Lorsqu’il existe une telle unanimité sur des sujets comme ceux que nous avons évoqués, et qu’une connaissance un peu critique de ces sujets révèle un abîme aussi profond entre ce que défendent ceux que l’on pourrait nommer les Unanimous (du New York Times au Monde, de Fox News à TF1 et de Noam Chomsky à Serge Halimi) et la réalité qui se cache derrière, il faut naturellement en conclure que seule une idéologie totalitaire (à laquelle n’échappe aucun domaine de la vie en société) propre à la « démocratie représentative occidentale » peut produire une représentation médiatico-politique univoque : cette idéologie c’est l’Atlantisme (voir L’Atlantisme est un totalitarisme).

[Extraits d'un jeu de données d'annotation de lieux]
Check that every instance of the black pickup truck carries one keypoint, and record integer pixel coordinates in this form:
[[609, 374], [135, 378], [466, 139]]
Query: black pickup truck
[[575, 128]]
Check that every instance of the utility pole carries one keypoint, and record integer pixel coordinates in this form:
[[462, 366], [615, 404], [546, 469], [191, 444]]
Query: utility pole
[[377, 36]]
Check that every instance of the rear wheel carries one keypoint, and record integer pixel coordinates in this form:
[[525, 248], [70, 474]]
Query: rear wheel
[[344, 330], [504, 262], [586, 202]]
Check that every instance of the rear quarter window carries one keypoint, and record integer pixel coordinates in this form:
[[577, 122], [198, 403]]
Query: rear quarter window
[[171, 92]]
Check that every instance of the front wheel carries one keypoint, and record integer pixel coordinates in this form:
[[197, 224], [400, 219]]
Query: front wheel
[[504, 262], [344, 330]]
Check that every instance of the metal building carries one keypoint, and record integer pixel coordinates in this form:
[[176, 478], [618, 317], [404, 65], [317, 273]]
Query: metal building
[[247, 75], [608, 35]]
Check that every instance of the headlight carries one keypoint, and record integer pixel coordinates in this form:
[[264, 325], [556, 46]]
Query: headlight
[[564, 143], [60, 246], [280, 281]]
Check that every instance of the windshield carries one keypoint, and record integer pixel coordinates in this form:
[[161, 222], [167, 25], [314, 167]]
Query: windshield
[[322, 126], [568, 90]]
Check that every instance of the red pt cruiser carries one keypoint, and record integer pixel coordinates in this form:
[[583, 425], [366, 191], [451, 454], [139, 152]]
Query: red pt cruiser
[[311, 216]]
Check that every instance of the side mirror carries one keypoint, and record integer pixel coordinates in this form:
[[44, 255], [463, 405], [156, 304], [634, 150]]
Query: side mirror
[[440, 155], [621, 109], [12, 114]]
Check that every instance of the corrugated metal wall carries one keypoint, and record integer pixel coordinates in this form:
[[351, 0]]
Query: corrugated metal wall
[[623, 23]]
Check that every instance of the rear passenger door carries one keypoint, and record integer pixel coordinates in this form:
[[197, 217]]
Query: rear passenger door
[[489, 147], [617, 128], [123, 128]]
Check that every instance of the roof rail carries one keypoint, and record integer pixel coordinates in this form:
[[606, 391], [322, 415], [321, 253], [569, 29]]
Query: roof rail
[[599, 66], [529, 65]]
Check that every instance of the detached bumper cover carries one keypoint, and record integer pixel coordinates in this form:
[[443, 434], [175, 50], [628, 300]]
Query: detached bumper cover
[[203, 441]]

> [Objectif]:
Traduisez en anglais cette phrase de l'extrait du texte : « Lorsqu’il existe une telle unanimité sur des sujets comme ceux que nous avons évoqués, et qu’une connaissance un peu critique de ces sujets révèle un abîme aussi profond entre ce que défendent ceux que l’on pourrait nommer les Unanimous (du New York Times au Monde, de Fox News à TF1 et de Noam Chomsky à Serge Halimi) et la réalité qui se cache derrière, il faut naturellement en conclure que seule une idéologie totalitaire (à laquelle n’échappe aucun domaine de la vie en société) propre à la « démocratie représentative occidentale » peut produire une représentation médiatico-politique univoque : cette idéologie c’est l’Atlantisme (voir L’Atlantisme est un totalitarisme). » La consultation des lignes n'est pas nécessaire.

> [Réponse]:
When there is such unanimity on subjects like those we have discussed, and when a somewhat critical knowledge of these subjects reveals so deep a gulf between what is defended by those one might call the Unanimous (from the New York Times to Le Monde, from Fox News to TF1, and from Noam Chomsky to Serge Halimi) and the reality hidden behind it, one must naturally conclude that only a totalitarian ideology (which no area of life in society escapes) peculiar to "Western representative democracy" can produce a univocal media-political representation: this ideology is Atlanticism (see Atlanticism Is a Totalitarianism).